PROBLEM REQUIREMENTS: All lines from the one with "Please place a point on every instance of the blue sky" through the close of the records below are to be set down exactly, and no others.

RECORDS FOR THE EXERCISE:
══════════════════════════════

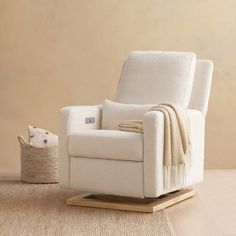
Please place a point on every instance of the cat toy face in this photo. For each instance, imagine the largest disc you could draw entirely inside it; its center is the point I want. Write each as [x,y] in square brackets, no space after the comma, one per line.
[41,138]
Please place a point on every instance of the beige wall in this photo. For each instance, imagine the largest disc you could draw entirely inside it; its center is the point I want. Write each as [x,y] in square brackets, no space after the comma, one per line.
[55,53]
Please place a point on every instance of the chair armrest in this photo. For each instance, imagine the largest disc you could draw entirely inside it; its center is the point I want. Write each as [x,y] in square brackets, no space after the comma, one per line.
[153,153]
[71,120]
[154,150]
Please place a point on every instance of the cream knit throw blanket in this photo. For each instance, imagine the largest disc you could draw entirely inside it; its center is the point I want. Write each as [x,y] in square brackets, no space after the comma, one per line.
[177,144]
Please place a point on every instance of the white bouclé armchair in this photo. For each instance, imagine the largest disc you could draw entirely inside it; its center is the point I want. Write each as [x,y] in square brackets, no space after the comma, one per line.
[131,164]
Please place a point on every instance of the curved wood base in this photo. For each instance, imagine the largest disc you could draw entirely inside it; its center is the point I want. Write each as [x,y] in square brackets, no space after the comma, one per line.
[128,203]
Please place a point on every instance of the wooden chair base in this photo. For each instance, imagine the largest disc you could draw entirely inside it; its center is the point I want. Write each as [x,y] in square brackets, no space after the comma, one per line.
[128,203]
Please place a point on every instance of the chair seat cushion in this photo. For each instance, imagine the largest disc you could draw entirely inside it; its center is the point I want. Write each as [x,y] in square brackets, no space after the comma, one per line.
[106,144]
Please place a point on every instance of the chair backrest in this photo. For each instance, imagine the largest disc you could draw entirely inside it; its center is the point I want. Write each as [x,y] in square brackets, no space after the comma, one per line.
[153,77]
[201,86]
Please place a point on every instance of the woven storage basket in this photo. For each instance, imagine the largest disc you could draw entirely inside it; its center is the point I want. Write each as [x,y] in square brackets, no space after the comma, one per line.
[38,164]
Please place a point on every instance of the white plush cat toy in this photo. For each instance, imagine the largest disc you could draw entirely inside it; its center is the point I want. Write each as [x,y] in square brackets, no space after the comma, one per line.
[41,137]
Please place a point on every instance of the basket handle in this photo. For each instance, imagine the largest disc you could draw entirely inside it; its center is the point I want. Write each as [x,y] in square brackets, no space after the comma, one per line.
[21,139]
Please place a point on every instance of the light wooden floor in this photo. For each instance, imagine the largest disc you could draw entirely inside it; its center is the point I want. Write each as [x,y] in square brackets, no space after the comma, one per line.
[212,212]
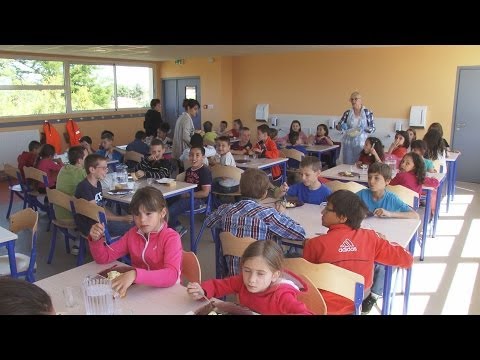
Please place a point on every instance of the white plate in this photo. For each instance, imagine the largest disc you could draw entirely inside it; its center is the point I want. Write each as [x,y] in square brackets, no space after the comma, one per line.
[165,181]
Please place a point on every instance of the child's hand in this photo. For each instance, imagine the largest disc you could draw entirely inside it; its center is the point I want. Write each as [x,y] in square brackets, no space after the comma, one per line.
[195,291]
[97,231]
[123,282]
[380,212]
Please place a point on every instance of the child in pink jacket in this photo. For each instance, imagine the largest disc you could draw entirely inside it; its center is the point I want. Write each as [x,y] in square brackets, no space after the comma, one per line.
[154,248]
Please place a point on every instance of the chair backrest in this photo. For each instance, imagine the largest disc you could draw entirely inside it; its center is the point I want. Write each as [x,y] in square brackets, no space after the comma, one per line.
[56,197]
[312,298]
[408,196]
[231,172]
[35,174]
[191,270]
[331,278]
[132,156]
[233,245]
[292,154]
[339,185]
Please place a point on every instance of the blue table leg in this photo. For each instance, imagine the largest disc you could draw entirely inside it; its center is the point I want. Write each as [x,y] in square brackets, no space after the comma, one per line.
[387,285]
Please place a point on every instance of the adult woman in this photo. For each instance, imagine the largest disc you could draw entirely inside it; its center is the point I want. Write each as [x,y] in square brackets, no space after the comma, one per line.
[357,124]
[184,128]
[153,118]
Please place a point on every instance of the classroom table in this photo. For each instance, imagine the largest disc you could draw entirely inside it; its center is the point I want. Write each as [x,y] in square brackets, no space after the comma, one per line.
[140,299]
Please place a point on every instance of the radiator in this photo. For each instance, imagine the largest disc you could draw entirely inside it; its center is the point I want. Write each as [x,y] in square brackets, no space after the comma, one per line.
[12,143]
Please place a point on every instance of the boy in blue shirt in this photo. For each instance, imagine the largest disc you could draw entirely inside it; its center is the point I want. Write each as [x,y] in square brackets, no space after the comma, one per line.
[310,190]
[381,203]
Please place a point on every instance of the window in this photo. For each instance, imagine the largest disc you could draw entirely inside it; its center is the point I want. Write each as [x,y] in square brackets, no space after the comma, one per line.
[33,87]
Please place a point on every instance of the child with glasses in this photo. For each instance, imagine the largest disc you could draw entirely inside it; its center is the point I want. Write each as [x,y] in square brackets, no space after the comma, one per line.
[351,247]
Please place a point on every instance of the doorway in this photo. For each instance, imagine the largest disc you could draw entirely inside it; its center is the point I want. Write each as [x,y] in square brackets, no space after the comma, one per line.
[174,91]
[466,126]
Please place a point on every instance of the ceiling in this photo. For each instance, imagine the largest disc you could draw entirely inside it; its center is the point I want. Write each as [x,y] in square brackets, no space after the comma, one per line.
[163,52]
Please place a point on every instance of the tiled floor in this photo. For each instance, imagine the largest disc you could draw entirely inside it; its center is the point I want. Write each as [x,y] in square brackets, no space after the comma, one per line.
[445,283]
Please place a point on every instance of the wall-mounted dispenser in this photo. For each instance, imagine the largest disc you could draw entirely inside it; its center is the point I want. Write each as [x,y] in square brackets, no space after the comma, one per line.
[418,116]
[261,113]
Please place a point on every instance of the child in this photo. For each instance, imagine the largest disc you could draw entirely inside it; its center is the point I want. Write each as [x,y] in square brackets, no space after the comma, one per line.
[86,143]
[243,146]
[235,131]
[19,297]
[400,146]
[343,215]
[420,147]
[51,167]
[381,203]
[28,158]
[310,190]
[372,152]
[91,190]
[210,136]
[138,144]
[263,286]
[154,165]
[266,148]
[162,133]
[197,174]
[249,218]
[155,249]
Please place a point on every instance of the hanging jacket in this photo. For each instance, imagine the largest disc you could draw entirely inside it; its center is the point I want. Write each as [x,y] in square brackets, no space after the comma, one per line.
[52,137]
[73,132]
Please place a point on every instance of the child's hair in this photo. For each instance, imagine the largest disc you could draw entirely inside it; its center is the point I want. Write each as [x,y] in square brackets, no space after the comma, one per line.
[414,134]
[272,133]
[239,122]
[433,139]
[348,204]
[165,127]
[19,297]
[263,128]
[46,151]
[436,126]
[190,103]
[75,153]
[150,198]
[254,183]
[406,141]
[312,161]
[324,127]
[377,144]
[87,139]
[207,126]
[382,169]
[293,137]
[154,103]
[293,122]
[225,139]
[157,142]
[419,167]
[419,144]
[196,140]
[140,135]
[200,147]
[93,160]
[268,250]
[34,144]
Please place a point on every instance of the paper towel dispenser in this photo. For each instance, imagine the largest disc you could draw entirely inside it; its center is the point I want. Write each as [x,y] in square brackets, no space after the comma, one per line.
[261,113]
[418,116]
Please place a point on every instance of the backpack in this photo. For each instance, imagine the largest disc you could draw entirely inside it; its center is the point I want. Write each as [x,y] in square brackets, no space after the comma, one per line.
[52,137]
[73,132]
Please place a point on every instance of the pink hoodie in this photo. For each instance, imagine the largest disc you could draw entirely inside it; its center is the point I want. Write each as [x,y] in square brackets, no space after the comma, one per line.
[157,259]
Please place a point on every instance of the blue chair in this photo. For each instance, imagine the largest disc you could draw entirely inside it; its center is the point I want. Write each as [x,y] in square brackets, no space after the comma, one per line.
[331,278]
[14,176]
[26,219]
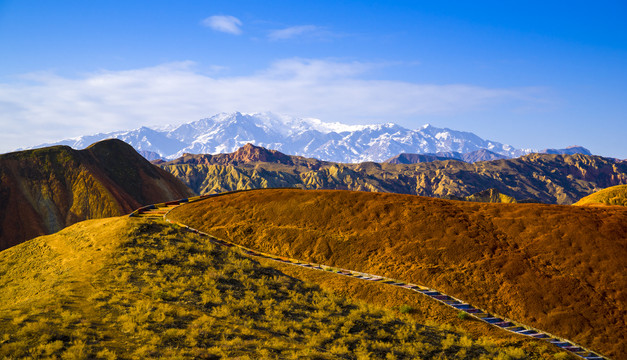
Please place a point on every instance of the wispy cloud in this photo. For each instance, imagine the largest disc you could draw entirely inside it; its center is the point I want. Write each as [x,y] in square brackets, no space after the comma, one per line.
[293,31]
[224,23]
[46,107]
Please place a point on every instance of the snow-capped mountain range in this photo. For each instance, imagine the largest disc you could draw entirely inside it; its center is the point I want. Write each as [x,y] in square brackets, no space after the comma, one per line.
[307,137]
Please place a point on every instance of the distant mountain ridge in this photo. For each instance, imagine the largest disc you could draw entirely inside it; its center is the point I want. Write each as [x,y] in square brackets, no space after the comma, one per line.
[307,137]
[546,178]
[471,157]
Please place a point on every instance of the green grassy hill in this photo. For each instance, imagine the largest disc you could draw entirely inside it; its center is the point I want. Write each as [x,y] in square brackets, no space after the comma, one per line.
[44,190]
[129,288]
[615,195]
[558,268]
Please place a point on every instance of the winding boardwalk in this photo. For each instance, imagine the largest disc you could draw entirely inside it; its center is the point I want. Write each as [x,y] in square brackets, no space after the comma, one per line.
[160,211]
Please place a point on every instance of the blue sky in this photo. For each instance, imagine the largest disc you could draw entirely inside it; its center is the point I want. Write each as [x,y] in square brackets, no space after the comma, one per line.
[533,74]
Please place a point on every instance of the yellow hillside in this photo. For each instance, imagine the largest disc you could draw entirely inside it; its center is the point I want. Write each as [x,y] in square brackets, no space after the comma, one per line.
[129,288]
[614,195]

══════════════════════════════

TASK ANSWER:
Please place a point on every instance of the blue sky in this photo. For each instance, imagine the largest disc you could draw entirely inside it; its center is the point I want. Write each as [x,y] in square brackets, no space after the comma, one per line.
[533,74]
Please place a point on every instance of the yellow hillside in this photo. For each instance, imagine the largest disc you could draw entirely inside it; its center is the point I want. Write each as [x,y] in square brackets, no space after the comma, one per line.
[129,288]
[614,195]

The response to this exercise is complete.